▶ EXERCISE TEXT
Personal information
- Full name: Ernest Oswald Blamires
- Born: 11 June 1881 Warrnambool, Victoria, Australia
- Died: 6 June 1963 (aged 81) Auckland, New Zealand
- Batting: Right-handed
- Bowling: Slow
- Relations: Pat Evison (daughter); Edgar Blamires (brother); Henry Blamires (brother);

Domestic team information
- 1911/12–1912/13: Wellington
- 1923/24–1926/27: Otago

Career statistics
| Competition | First-class |
| Matches | 20 |
| Runs scored | 1,015 |
| Batting average | 26.71 |
| 100s/50s | 2/5 |
| Top score | 133 |
| Balls bowled | 1,508 |
| Wickets | 15 |
| Bowling average | 49.53 |
| 5 wickets in innings | 0 |
| 10 wickets in match | 0 |
| Best bowling | 4/56 |
| Catches/stumpings | 20/0 |
- Source: CricketArchive, 1 May 2014

= Ernest Blamires =

New Zealand minister and cricketer

Ernest Oswald Blamires (11 June 1881 - 6 June 1963) was a New Zealand first-class cricketer and clergyman.

==Life and clerical career==
Ernest Blamires was born at Warrnambool in Australia, and went to school at Wesley College in Melbourne, which was then a Methodist school for boys. He went into commerce on leaving school, but in 1903 he followed his father to New Zealand and became a Methodist minister.

He served as a minister for the next 56 years. He was General Secretary of the New Zealand Bible in Schools League and wrote the book A Christian Core for New Zealand Education (1960).

▶ TASKS TO CARRY OUT
(1) Could you restate the paragraph of the Ernest Blamires text that begins "Ernest Blamires was born at Warrnambool" as a short list that keeps its main facts?
(2) Reproduce the part of the Ernest Blamires text starting at "New Zealand minister" and ending at "Zealand Education (1960).".

▶ PROVIDED DATA

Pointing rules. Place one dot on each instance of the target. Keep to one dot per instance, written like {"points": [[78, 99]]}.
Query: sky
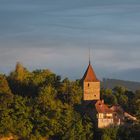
{"points": [[57, 35]]}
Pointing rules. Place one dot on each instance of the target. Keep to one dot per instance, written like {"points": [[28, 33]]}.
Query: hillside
{"points": [[111, 83]]}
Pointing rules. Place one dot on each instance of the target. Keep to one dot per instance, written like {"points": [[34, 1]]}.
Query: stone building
{"points": [[105, 116]]}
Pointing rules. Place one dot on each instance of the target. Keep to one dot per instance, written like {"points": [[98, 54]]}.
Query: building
{"points": [[91, 85], [104, 116]]}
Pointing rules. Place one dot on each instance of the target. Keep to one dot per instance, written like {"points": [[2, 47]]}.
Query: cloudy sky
{"points": [[56, 34]]}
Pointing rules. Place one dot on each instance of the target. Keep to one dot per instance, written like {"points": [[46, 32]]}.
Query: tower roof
{"points": [[89, 75]]}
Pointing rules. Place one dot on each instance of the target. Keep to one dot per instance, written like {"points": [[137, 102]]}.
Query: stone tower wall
{"points": [[91, 91]]}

▶ ANSWER LIST
(1)
- Born at Warrnambool, Australia
- Attended Wesley College in Melbourne, then a Methodist school for boys
- Went into commerce after leaving school
- In 1903 followed his father to New Zealand and became a Methodist minister

(2)
New Zealand minister and cricketer

Ernest Oswald Blamires (11 June 1881 - 6 June 1963) was a New Zealand first-class cricketer and clergyman.

==Life and clerical career==
Ernest Blamires was born at Warrnambool in Australia, and went to school at Wesley College in Melbourne, which was then a Methodist school for boys. He went into commerce on leaving school, but in 1903 he followed his father to New Zealand and became a Methodist minister.

He served as a minister for the next 56 years. He was General Secretary of the New Zealand Bible in Schools League and wrote the book A Christian Core for New Zealand Education (1960).